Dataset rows
============================================================

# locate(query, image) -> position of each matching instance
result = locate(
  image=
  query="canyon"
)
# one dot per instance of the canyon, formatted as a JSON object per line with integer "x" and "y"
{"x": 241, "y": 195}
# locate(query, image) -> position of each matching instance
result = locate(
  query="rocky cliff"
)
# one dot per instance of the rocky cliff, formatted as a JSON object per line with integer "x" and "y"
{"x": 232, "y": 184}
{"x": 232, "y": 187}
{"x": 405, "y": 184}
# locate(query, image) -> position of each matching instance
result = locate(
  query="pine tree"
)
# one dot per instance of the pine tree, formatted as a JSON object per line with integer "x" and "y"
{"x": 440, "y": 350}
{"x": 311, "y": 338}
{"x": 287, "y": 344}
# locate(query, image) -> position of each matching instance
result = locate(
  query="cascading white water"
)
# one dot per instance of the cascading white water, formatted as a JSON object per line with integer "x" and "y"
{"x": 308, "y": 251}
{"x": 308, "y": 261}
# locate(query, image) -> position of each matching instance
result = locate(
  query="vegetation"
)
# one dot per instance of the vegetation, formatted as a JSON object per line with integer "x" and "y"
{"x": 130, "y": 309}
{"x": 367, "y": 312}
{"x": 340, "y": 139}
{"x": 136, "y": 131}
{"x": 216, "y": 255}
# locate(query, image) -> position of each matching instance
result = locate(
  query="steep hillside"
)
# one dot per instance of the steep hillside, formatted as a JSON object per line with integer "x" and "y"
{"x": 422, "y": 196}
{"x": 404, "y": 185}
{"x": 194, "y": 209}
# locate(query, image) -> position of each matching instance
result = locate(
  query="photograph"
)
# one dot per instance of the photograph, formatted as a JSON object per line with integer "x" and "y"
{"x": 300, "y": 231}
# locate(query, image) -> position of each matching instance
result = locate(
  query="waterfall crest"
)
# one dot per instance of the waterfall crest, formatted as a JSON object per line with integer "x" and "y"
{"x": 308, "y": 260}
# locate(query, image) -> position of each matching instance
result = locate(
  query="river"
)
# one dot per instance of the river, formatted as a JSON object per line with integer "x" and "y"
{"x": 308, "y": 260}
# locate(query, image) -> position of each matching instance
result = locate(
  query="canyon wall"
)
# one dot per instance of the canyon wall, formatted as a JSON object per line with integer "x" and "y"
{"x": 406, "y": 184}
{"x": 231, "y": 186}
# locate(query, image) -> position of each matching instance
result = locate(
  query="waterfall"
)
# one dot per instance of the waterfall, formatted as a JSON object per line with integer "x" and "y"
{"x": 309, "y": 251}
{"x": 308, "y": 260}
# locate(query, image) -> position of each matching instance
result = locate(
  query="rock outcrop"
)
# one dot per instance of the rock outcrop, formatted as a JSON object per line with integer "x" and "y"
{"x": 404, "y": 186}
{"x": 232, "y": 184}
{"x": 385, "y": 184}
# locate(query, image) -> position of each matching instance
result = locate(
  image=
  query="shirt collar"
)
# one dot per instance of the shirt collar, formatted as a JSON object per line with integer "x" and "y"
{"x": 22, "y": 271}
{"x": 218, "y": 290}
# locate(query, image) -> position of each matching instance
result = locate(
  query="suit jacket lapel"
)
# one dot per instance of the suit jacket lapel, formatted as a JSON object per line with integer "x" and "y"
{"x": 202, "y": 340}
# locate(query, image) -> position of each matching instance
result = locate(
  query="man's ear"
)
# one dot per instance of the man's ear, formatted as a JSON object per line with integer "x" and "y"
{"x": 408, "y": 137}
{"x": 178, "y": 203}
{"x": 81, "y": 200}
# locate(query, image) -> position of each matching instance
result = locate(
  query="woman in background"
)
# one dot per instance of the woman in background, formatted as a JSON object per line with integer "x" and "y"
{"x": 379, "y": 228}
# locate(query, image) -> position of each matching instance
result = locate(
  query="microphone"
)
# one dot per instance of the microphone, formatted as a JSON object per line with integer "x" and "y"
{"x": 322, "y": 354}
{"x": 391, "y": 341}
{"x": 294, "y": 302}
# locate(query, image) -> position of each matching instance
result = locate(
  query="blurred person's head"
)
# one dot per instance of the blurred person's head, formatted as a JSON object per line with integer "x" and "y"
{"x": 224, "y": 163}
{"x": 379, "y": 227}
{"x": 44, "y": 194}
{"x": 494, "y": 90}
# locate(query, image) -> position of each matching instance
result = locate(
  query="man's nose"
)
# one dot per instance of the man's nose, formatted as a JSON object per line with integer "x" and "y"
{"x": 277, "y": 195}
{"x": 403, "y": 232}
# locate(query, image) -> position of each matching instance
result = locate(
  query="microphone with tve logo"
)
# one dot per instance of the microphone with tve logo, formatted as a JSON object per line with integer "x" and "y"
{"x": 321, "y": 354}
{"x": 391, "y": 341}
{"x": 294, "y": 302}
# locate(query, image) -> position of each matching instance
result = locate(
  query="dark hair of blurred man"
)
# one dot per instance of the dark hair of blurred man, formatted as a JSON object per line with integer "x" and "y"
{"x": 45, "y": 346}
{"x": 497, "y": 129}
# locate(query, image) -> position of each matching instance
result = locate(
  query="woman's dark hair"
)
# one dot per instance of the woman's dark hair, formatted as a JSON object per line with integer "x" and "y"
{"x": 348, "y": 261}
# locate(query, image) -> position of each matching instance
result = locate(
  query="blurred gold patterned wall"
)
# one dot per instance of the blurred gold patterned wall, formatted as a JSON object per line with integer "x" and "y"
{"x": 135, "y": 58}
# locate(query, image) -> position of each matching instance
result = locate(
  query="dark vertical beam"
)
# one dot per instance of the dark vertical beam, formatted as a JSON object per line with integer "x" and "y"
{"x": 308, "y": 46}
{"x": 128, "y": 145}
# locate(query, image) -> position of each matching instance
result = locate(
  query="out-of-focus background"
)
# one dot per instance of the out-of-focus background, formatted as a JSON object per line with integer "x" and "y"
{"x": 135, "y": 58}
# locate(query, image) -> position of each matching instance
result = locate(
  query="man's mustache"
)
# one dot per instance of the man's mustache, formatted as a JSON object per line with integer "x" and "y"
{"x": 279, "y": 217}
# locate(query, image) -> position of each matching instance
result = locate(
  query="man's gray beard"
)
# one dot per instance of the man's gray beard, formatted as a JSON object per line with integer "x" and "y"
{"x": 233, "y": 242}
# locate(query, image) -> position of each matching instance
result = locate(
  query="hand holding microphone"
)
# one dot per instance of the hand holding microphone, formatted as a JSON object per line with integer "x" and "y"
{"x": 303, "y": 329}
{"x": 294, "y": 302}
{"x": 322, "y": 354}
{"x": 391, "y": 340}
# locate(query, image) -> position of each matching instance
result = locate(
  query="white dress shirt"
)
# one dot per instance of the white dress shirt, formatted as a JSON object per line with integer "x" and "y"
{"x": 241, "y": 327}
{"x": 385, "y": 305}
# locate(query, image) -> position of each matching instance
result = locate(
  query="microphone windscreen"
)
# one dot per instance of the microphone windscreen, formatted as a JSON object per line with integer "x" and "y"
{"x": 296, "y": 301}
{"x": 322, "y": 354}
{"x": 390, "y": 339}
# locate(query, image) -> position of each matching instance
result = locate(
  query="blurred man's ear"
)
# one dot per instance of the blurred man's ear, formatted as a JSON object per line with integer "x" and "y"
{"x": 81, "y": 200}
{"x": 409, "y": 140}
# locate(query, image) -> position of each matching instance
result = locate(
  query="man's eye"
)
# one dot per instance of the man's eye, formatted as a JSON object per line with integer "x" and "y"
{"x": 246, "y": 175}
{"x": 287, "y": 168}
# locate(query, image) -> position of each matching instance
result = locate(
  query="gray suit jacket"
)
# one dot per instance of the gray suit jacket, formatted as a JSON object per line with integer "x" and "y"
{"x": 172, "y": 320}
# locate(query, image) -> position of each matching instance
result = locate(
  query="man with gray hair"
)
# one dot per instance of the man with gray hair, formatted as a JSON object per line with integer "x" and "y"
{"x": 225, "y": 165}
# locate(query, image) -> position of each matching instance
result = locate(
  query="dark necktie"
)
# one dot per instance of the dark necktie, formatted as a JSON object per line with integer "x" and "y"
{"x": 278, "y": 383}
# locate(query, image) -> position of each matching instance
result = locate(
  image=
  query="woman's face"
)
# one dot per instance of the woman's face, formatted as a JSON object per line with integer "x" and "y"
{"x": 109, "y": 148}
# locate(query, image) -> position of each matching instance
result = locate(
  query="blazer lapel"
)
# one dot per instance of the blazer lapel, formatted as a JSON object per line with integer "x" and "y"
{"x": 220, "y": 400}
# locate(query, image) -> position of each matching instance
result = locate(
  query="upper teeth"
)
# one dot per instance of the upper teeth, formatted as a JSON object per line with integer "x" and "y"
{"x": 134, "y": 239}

============================================================

OBJECTIVE
Pick out every line of the records that contains the string "photograph", matching case exactly.

SOLUTION FOR THIS EXERCISE
  query="photograph"
# one dot per instance of the photograph, formatted as a JSON object per line with integer "x" and "y"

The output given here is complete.